*Direction*. Report every line in the records below that contains the string "pole", copying each line in full.

* * * * *

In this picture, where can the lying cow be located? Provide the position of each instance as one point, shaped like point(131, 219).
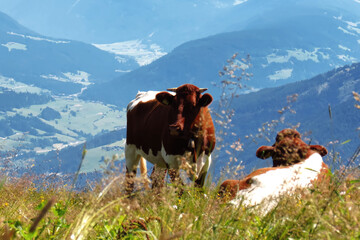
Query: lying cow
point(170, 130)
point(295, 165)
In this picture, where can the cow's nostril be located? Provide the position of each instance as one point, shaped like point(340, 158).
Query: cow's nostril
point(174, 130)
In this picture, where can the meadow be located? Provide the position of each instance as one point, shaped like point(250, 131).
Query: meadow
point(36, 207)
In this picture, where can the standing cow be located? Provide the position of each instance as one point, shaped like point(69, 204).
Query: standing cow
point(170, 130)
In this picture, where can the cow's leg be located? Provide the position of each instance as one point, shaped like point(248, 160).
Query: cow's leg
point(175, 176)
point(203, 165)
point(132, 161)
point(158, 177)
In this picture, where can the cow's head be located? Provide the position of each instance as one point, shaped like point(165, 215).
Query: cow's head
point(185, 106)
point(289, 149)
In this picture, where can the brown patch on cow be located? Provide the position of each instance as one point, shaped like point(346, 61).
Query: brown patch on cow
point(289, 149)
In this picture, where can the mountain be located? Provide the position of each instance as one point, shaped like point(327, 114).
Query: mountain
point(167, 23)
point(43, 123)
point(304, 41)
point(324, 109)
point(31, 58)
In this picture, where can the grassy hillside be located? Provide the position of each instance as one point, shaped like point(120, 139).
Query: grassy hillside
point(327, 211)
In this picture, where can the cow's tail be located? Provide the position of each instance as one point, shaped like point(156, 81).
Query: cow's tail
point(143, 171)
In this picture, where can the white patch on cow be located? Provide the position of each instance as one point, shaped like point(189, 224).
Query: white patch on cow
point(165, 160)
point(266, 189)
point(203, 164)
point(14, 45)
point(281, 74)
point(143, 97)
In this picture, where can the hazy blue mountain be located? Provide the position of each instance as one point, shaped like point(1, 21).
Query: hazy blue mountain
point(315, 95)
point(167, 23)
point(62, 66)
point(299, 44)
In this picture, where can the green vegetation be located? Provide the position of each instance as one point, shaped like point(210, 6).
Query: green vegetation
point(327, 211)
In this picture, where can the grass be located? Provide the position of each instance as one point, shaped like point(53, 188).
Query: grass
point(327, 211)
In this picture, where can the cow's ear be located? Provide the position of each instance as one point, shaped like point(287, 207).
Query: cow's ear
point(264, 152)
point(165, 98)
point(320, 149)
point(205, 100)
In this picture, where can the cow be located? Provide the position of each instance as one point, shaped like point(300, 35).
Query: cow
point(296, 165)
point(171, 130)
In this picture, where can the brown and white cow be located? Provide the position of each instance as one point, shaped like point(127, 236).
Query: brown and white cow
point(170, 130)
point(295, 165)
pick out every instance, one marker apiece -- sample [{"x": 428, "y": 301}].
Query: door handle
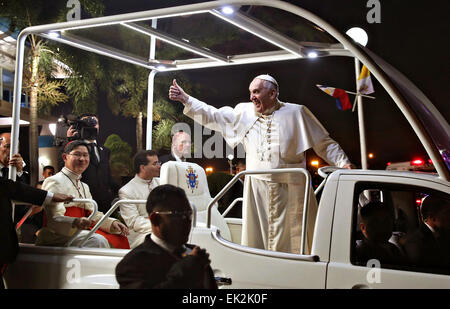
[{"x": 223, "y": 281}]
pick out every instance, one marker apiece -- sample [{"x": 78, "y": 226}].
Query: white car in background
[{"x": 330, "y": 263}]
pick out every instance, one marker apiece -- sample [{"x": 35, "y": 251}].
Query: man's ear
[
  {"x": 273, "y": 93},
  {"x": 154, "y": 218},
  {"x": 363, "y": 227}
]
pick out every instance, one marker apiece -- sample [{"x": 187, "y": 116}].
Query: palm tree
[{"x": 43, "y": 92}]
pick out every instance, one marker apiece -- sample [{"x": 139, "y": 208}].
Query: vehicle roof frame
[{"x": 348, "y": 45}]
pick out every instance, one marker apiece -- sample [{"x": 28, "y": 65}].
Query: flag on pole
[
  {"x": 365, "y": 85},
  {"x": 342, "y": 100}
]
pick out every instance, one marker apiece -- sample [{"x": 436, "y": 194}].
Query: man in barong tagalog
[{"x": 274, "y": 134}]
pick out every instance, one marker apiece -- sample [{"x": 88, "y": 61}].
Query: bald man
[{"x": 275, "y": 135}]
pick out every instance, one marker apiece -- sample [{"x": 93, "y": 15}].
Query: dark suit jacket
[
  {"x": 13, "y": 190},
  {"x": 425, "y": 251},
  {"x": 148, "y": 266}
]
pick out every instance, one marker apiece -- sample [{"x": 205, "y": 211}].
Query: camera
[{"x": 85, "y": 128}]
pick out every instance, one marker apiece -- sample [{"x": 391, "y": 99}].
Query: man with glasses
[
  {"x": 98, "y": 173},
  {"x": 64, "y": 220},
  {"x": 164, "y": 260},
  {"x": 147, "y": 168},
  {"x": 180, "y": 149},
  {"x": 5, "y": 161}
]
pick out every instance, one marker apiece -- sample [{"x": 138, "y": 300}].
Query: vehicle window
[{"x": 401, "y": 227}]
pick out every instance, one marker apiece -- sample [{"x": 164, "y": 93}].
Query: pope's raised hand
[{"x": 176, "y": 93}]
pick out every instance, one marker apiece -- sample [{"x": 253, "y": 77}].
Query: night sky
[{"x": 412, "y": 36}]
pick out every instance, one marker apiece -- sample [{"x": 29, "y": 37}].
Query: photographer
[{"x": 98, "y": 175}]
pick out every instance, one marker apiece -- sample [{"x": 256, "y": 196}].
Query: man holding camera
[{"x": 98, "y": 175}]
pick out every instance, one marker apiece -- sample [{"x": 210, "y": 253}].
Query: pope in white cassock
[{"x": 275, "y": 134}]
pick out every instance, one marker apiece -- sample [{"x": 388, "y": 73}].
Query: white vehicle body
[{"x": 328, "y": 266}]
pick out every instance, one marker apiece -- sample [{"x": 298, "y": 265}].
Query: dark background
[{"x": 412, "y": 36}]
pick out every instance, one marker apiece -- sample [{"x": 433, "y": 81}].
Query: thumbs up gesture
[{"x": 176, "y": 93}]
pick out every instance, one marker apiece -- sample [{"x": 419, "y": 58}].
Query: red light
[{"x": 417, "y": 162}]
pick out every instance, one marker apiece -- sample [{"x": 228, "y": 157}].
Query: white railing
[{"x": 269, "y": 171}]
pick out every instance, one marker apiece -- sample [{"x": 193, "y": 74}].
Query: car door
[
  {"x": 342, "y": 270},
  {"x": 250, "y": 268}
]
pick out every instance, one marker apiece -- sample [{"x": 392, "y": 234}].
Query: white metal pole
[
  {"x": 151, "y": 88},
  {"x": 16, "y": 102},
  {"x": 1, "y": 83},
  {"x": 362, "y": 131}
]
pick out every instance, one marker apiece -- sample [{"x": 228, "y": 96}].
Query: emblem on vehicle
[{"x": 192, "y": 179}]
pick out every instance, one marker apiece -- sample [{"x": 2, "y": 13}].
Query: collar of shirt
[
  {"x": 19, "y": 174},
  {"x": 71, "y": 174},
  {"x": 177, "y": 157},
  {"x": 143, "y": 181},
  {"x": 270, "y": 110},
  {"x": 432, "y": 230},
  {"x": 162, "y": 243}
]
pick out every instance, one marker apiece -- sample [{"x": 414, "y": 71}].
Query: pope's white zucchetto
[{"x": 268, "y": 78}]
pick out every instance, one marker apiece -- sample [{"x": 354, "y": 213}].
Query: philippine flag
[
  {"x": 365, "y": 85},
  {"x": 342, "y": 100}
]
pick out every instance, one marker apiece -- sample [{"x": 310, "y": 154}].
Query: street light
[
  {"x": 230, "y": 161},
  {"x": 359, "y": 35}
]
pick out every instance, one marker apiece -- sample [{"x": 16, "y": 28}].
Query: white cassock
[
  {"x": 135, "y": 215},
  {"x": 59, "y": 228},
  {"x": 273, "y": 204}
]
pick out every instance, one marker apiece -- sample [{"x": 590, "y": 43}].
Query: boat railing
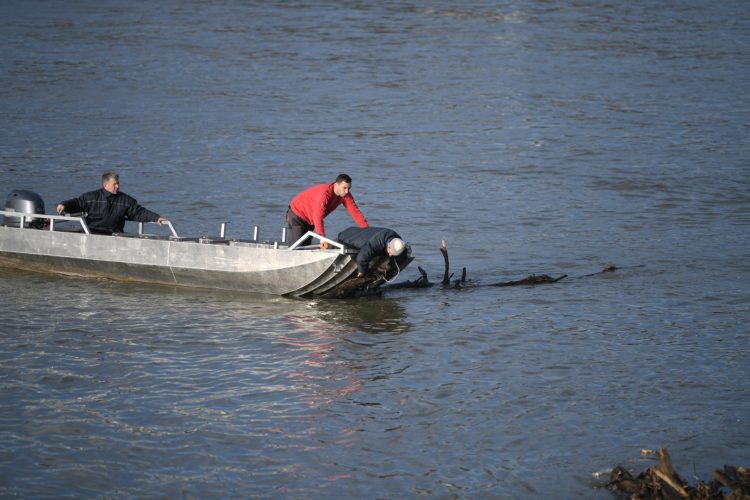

* * * * *

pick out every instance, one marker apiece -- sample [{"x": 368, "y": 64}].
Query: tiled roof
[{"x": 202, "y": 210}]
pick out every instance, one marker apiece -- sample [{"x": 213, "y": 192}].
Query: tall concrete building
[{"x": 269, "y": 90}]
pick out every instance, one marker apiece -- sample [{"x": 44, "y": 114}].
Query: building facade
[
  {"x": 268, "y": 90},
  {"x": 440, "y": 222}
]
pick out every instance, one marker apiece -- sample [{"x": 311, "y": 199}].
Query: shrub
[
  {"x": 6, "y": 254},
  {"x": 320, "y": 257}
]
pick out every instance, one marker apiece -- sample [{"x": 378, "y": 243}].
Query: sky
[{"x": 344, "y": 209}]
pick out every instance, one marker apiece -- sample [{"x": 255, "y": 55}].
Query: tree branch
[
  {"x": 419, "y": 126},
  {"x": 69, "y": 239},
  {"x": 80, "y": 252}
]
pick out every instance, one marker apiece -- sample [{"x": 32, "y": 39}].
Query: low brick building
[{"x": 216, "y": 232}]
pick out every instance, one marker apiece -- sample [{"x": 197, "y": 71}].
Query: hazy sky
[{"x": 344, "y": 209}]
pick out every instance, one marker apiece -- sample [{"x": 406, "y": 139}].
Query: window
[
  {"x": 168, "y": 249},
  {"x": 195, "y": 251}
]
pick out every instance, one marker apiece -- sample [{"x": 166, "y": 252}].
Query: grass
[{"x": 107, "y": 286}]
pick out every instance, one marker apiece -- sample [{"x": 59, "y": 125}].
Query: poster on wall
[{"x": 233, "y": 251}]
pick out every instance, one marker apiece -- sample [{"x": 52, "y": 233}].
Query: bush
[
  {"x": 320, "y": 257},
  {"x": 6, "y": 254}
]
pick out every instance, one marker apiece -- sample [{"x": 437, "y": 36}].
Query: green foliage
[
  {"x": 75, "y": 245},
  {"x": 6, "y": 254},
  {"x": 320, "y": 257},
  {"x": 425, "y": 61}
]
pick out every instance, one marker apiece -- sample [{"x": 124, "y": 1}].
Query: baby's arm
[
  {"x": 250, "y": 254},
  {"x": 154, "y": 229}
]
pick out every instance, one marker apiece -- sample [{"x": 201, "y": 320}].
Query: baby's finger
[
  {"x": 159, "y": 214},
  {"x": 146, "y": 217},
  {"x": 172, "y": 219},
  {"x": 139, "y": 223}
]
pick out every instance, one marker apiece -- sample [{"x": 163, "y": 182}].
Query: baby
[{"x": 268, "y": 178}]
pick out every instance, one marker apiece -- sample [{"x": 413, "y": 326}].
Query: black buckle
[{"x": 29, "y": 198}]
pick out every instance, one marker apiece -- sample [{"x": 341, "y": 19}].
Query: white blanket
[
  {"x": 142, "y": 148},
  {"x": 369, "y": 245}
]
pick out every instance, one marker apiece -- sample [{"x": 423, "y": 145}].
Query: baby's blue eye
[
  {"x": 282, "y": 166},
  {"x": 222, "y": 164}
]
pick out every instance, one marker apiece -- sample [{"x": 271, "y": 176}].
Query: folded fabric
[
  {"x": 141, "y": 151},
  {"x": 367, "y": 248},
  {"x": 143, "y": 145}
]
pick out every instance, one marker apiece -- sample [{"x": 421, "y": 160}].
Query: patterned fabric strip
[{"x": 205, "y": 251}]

* * * * *

*Response*.
Query: flag on pole
Query: white metal pole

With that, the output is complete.